BEGIN Supplied text

In the summer of 929, the count of Piacenza, Raginer, was injured by a fall from his horse while fleeing Pavia, where he had been summoned on accusations of usurping lands from the abbey of Bobbio. This seems to have been the occasion on which Gandulf was appointed count of Piacenza. Exactly when he replaced Raginer is not recorded, but he was in office by July 930. By April 931, he was promoted to the rank of marquis, but it is unclear if this title came with added military or political responsibilities.

Gandulf was not entirely innocent in the affair of Bobbio. He too had usurped abbey lands in the southwest of the county of Piacenza, at Borgoratto Mormorola, but he returned them before the trial in Pavia, unlike Raginer or Raginer's brother, the bishop Guy. Gandulf probably resided in the castrum of Portalbera, between Piacenza and Pavia, where he could collect the ripaticum (river toll).

==Death and descendants==
Gandulf disappears from the historical record soon after his rapid rise. There is a complete gap in the historical record of the counts of Piacenza between 931 and 962, when King Otto I appointed Riprand as count. It is unknown when Gandulf ceased to be count, or when he died and where. There may have been a long period during which no count of Piacenza was appointed. Gandulf had at least one son, Boso. Count Riprand is recorded as marrying a relative of Boso, but the exact relationship is unclear. Through Boso, however, the descendants of Riprand became known as the Gandolfingi (later Da Palazzo), after Gandulf. They were later prominent in Verona.

END Supplied text

Brief 1 —
Can you sum up the passage on Gandulf in two sentences?
Brief 2 —
Reproduce the passage on Gandulf word for word, starting at the words "Gandulf was not" and stopping after "ripaticum (river toll).".

BEGIN Stored data

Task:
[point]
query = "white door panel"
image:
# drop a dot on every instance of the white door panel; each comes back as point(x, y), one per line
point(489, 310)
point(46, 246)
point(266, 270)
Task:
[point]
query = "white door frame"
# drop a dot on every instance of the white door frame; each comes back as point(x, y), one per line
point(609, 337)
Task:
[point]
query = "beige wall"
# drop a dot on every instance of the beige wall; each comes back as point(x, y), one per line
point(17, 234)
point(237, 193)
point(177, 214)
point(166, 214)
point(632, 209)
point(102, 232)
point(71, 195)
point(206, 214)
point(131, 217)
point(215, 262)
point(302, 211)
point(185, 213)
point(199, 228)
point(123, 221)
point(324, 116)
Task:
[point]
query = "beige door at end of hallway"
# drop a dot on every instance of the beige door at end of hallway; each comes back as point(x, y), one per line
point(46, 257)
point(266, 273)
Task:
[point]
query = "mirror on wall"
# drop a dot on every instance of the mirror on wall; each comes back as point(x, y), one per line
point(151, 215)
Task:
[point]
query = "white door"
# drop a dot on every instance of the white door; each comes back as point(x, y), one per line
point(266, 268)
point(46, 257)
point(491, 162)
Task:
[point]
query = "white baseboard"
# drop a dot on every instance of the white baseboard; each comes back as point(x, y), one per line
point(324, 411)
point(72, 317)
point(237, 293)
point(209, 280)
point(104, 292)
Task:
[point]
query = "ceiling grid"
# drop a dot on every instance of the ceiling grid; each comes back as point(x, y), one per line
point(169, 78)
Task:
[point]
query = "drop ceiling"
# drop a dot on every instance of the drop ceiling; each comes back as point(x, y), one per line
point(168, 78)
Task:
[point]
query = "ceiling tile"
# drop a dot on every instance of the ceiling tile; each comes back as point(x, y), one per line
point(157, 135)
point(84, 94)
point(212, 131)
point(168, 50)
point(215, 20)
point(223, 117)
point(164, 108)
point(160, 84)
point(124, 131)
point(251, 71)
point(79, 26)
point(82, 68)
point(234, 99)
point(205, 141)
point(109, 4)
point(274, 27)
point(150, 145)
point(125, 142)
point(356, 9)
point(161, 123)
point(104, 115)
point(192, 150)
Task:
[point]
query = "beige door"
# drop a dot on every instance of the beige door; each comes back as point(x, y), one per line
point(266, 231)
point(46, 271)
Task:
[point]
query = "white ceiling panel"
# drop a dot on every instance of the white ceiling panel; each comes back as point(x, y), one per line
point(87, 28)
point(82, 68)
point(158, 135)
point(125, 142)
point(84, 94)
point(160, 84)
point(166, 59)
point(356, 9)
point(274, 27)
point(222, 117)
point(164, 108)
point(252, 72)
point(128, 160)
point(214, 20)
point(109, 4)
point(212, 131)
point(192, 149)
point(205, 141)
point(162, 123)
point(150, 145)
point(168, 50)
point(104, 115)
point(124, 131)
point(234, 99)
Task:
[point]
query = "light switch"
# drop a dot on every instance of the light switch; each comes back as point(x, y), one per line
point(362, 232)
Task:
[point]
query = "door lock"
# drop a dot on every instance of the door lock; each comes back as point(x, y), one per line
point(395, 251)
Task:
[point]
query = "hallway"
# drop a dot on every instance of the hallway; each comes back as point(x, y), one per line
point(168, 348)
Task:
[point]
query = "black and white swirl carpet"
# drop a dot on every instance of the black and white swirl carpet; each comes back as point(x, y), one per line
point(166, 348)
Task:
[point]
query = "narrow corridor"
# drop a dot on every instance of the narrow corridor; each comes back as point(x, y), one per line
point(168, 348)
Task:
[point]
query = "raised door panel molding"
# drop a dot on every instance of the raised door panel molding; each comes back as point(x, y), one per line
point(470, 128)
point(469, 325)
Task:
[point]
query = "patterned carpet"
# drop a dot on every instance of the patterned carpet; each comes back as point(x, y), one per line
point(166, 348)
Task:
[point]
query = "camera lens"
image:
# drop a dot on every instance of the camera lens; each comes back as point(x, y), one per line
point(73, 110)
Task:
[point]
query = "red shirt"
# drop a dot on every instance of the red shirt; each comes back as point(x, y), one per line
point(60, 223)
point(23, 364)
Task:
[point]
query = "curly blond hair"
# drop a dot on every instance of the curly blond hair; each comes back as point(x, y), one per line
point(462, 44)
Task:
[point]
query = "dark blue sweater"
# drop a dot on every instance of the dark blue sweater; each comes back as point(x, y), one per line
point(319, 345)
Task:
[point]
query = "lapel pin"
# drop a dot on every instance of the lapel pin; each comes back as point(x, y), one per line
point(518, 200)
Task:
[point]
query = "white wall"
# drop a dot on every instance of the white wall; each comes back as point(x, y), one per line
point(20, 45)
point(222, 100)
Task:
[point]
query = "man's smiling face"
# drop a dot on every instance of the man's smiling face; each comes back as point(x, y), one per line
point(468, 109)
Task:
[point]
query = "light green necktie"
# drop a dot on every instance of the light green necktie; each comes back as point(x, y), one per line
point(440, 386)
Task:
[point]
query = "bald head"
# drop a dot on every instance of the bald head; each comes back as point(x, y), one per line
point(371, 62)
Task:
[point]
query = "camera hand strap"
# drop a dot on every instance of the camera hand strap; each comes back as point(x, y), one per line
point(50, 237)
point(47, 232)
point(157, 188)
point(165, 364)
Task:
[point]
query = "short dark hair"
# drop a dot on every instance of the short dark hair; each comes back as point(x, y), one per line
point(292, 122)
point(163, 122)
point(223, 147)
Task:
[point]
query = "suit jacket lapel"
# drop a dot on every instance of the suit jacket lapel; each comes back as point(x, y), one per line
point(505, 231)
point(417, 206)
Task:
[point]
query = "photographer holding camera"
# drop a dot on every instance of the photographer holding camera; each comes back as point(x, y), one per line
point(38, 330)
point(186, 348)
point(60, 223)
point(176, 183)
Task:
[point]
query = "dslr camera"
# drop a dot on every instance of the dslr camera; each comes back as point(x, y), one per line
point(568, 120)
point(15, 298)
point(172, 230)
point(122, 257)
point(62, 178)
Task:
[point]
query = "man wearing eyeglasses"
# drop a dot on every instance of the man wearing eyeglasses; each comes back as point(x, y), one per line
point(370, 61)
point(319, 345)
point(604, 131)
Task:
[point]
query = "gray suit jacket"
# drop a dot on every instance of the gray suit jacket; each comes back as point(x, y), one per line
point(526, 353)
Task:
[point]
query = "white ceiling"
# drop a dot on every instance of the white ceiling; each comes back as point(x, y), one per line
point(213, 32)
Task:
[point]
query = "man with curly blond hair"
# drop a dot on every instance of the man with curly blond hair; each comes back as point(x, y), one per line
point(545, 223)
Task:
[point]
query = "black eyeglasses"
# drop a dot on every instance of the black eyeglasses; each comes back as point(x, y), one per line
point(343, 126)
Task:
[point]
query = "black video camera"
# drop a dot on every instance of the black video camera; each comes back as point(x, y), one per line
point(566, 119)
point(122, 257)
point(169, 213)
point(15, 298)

END Stored data

Reply 1 —
Gandulf was probably appointed count of Piacenza after Raginer was injured fleeing Pavia in 929, was in office by July 930, and had become a marquis by April 931, having earlier returned usurped lands of the abbey of Bobbio before the trial in Pavia. He then disappears from the record, which has no counts of Piacenza between 931 and 962, but through his son Boso the descendants of Count Riprand became known as the Gandolfingi.

Reply 2 —
Gandulf was not entirely innocent in the affair of Bobbio. He too had usurped abbey lands in the southwest of the county of Piacenza, at Borgoratto Mormorola, but he returned them before the trial in Pavia, unlike Raginer or Raginer's brother, the bishop Guy. Gandulf probably resided in the castrum of Portalbera, between Piacenza and Pavia, where he could collect the ripaticum (river toll).